- THE EXERCISE
Count the lines in the rows below that contain the string "hillside", treating uppercase and lowercase letters as distinct, and give only the resulting number.

- MATERIAL FOR THIS TASK

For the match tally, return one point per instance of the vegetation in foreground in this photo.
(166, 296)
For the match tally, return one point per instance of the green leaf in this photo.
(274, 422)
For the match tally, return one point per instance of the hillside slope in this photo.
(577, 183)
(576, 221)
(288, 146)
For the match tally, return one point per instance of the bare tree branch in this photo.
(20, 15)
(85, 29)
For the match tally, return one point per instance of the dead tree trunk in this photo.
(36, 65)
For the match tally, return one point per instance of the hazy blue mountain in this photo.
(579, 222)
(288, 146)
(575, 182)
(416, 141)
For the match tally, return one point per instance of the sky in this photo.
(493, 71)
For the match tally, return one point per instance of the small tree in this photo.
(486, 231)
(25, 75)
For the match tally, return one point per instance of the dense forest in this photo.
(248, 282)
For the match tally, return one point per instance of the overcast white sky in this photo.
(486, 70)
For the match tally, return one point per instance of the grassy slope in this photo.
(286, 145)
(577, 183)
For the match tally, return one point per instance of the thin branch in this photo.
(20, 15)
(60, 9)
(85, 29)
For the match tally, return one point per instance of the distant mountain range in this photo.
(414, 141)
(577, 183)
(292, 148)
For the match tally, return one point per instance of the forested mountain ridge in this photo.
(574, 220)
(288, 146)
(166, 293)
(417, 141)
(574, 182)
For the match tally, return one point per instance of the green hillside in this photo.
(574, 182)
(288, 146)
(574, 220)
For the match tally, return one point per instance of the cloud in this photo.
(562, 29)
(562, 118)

--

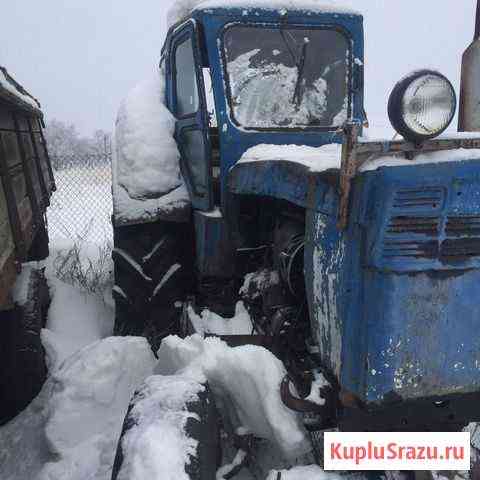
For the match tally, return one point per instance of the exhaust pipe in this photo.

- FULL ANSWER
2